» Recorded data:

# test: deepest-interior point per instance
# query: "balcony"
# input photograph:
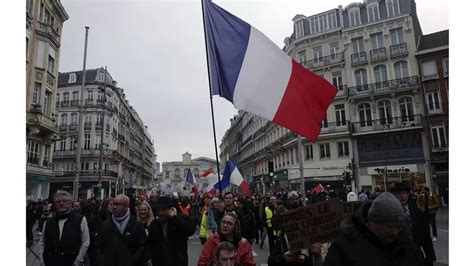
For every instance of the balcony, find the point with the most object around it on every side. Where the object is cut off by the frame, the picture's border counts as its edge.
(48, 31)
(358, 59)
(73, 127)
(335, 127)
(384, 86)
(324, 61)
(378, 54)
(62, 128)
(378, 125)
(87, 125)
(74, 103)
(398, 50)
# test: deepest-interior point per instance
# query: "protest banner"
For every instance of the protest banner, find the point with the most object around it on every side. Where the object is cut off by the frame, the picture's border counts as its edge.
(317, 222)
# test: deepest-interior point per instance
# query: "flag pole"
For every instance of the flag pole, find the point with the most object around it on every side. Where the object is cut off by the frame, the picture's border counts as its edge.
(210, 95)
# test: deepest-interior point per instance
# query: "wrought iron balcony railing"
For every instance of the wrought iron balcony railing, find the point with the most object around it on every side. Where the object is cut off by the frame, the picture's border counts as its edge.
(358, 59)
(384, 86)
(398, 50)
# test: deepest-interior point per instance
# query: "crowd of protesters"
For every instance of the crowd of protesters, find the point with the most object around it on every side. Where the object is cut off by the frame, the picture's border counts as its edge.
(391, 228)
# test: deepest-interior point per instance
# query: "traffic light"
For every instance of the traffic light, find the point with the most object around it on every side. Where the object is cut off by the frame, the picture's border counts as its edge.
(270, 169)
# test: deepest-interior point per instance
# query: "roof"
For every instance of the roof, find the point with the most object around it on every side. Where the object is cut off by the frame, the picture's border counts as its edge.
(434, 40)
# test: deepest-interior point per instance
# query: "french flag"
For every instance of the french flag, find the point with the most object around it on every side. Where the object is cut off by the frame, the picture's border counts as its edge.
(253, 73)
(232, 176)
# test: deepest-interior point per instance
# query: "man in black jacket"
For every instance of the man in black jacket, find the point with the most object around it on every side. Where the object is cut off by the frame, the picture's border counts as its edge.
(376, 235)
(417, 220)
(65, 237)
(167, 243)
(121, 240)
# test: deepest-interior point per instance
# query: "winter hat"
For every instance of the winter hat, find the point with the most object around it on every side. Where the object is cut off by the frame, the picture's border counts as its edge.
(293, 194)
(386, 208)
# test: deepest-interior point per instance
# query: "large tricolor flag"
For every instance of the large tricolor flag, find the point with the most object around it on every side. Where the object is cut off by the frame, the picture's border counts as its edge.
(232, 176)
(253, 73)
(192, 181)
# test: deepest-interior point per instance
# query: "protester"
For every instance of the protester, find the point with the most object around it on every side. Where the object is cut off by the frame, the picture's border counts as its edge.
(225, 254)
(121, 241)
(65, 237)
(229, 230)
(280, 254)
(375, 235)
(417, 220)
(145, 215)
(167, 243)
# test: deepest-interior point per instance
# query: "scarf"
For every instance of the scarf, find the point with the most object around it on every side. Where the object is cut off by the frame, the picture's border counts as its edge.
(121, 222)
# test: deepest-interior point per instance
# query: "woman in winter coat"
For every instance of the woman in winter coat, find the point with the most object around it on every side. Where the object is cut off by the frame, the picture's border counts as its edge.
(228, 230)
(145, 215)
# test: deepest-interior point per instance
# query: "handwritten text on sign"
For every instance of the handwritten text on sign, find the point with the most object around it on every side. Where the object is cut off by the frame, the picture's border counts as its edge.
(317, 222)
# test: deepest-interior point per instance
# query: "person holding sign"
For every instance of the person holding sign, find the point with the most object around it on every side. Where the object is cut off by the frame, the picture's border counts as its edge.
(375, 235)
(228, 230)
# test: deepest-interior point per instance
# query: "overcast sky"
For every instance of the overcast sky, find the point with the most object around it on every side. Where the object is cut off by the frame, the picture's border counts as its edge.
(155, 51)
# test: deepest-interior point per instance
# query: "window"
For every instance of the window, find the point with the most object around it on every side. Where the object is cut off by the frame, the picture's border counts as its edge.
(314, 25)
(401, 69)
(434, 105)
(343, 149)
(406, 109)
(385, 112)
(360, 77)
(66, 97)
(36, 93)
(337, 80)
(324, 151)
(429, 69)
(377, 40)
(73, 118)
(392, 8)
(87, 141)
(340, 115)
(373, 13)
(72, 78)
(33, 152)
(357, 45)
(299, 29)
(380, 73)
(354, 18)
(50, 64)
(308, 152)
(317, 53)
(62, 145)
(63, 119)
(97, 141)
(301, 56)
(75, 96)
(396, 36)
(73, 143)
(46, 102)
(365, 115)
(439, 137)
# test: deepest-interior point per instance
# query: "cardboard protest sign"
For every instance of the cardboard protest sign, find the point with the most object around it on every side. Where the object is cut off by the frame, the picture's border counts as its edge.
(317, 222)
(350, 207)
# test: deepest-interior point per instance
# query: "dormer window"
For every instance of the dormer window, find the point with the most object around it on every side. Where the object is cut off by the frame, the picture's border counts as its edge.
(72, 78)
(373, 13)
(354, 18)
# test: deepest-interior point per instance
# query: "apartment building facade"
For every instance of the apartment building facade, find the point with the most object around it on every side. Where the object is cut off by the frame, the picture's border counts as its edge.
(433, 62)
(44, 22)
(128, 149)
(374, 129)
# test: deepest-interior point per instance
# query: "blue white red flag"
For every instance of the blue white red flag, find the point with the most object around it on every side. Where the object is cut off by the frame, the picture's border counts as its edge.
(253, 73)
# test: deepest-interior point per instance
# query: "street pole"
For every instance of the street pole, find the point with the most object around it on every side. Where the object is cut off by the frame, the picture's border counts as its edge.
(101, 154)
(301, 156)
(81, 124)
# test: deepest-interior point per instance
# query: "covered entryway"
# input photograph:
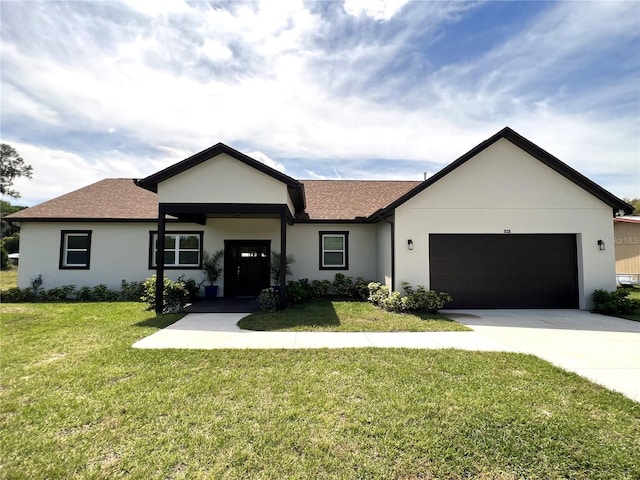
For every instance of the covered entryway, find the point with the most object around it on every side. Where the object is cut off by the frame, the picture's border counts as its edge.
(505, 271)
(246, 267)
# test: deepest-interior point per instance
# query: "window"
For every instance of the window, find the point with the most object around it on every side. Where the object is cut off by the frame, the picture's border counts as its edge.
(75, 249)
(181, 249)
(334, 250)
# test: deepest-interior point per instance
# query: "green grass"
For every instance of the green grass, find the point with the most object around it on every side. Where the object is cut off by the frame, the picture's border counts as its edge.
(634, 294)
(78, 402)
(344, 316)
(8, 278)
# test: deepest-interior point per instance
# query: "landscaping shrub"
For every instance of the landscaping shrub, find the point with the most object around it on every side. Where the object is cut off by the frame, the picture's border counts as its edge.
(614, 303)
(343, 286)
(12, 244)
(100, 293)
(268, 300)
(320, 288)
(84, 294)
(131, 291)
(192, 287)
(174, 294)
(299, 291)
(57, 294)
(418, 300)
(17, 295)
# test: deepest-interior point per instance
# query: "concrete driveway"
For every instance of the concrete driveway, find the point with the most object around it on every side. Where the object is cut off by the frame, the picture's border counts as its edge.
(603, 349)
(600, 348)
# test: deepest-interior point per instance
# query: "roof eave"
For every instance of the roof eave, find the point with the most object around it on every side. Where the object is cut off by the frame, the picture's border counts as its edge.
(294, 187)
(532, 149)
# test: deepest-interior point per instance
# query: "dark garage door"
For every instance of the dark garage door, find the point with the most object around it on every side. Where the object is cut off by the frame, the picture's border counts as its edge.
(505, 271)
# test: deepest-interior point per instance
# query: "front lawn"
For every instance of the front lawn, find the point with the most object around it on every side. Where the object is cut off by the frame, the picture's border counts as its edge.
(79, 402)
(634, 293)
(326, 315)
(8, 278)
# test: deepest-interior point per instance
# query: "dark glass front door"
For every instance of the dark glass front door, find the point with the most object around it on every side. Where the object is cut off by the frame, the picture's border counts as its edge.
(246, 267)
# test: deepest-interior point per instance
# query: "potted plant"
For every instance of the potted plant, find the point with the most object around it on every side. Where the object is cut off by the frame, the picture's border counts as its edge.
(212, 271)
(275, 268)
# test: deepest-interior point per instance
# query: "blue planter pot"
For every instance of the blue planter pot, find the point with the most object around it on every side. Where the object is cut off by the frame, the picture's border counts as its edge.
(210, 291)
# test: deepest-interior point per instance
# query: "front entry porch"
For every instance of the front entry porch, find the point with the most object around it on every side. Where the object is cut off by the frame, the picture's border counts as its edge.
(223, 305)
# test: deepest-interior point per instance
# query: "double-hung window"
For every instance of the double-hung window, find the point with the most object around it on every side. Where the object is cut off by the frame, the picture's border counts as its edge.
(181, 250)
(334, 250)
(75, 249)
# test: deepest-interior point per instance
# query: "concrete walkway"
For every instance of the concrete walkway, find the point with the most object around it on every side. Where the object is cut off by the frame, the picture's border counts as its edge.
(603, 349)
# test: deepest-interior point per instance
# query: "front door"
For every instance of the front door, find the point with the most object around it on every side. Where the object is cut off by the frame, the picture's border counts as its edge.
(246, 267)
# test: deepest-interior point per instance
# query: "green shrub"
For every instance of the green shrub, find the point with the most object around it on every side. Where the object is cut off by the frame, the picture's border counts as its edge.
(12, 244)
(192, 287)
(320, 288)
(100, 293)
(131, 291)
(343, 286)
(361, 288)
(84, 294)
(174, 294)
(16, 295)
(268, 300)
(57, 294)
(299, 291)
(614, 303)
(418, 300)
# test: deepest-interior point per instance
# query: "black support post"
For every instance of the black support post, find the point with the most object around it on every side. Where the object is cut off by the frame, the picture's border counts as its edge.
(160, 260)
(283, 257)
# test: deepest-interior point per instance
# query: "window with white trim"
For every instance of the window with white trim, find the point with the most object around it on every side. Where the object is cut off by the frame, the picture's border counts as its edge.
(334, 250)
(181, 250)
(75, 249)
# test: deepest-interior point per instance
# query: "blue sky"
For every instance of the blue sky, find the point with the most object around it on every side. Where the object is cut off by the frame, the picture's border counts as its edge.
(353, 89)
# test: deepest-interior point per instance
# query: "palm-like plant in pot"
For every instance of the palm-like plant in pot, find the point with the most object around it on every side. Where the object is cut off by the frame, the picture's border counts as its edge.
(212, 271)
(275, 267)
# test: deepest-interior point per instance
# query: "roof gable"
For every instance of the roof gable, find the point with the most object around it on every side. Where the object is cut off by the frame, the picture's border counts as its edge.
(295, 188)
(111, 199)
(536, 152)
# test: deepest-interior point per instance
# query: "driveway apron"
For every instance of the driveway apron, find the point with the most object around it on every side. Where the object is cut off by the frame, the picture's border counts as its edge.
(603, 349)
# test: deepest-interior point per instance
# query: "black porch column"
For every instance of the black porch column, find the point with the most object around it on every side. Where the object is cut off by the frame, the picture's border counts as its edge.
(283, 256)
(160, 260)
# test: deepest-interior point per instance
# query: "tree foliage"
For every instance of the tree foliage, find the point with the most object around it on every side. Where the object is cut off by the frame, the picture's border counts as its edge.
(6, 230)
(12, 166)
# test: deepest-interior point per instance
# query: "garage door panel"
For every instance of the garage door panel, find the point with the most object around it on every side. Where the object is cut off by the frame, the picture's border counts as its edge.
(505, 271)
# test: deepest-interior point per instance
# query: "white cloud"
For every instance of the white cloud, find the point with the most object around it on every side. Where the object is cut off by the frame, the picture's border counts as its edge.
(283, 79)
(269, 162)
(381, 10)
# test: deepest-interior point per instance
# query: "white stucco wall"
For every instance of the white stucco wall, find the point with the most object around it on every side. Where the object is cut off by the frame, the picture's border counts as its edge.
--
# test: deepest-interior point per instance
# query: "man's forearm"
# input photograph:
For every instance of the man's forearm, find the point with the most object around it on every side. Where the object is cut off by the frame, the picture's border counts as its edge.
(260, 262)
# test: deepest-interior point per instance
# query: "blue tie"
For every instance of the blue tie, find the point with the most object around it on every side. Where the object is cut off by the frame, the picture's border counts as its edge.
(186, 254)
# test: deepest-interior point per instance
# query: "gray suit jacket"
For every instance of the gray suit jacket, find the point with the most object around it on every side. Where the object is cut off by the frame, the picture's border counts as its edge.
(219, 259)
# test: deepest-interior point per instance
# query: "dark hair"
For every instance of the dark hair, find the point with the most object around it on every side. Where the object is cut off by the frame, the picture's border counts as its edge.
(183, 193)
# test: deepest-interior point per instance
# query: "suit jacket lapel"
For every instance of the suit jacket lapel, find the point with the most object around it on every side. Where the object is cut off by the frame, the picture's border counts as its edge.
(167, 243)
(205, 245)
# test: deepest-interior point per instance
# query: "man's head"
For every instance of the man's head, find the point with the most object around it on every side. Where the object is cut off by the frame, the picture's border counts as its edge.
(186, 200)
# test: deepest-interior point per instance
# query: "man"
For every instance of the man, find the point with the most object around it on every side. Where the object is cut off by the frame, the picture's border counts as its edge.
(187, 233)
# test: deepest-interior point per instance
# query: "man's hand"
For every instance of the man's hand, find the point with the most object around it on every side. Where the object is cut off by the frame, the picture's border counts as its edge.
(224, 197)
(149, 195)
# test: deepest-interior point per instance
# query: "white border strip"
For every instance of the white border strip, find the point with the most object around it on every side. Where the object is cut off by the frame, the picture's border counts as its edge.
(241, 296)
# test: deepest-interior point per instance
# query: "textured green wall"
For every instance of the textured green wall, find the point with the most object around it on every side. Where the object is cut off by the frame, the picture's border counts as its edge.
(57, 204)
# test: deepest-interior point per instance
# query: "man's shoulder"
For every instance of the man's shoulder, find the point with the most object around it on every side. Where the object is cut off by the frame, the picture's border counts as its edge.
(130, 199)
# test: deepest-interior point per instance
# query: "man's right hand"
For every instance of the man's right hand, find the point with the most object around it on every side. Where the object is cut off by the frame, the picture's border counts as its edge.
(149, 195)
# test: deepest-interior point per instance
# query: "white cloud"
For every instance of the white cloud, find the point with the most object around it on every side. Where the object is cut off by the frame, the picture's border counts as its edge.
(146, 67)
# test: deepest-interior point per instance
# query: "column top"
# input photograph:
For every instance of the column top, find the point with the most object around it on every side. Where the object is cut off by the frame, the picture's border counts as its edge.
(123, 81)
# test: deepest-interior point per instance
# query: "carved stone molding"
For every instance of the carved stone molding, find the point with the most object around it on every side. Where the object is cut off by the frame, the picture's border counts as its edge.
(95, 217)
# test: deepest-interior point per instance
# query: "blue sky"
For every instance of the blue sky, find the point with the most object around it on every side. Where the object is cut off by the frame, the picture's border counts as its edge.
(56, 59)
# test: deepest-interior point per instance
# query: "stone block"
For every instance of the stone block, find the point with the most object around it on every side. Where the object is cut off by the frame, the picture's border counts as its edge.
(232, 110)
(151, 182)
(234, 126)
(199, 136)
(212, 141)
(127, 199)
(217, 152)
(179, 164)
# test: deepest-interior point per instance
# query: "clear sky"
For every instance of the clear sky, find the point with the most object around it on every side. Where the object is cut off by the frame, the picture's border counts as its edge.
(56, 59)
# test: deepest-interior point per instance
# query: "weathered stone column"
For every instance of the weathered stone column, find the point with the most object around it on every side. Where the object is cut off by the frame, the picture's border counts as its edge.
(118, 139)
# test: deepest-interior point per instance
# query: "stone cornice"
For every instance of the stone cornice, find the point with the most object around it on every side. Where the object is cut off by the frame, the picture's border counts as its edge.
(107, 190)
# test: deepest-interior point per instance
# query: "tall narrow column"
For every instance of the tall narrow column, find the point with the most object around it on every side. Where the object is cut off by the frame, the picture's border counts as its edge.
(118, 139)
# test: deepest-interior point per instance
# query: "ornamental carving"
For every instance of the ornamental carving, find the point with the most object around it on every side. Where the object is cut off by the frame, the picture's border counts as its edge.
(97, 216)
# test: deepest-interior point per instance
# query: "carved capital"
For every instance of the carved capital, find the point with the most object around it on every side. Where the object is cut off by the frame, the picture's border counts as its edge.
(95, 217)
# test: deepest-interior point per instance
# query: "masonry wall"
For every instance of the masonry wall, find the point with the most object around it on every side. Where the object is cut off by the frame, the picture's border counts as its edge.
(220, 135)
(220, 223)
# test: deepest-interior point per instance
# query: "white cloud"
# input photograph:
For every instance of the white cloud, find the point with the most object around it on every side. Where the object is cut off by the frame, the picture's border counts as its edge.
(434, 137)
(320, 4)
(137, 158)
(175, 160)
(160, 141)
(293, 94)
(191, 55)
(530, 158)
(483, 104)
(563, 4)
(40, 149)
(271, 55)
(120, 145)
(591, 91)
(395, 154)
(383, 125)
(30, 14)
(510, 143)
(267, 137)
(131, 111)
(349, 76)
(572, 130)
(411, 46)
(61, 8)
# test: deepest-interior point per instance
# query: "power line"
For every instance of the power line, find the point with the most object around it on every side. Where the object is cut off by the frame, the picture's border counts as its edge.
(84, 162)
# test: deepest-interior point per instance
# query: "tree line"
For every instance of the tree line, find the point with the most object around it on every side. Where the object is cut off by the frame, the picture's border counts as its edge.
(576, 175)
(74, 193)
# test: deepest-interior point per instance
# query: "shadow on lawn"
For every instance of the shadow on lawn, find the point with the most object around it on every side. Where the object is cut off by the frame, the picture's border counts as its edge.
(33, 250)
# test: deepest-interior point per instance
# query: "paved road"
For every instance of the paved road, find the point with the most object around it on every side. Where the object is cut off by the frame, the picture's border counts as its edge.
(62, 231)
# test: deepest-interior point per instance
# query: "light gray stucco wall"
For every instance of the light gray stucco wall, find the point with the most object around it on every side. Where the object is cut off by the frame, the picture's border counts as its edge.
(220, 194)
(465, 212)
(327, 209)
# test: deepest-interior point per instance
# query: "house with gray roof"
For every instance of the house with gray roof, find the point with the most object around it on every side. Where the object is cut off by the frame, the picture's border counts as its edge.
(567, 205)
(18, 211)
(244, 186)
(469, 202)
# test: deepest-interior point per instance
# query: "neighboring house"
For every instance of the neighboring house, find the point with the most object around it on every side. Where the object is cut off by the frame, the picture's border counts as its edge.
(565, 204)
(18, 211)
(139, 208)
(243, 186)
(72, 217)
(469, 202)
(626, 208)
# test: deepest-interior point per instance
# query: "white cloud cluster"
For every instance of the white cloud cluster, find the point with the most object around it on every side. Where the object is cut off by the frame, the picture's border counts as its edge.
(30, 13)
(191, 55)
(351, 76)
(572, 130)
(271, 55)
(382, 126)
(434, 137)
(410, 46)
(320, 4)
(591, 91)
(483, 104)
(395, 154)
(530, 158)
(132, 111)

» EXERCISE:
Pull out every line in the entries above that contains the word "power", and copy each one in full.

» RESPONSE TO THIS EXERCISE:
# query: "power line"
For every instance of the power line, find the point with the most object around it on every side. Where the object is cut off by the frame, the picture's border counts as its edge.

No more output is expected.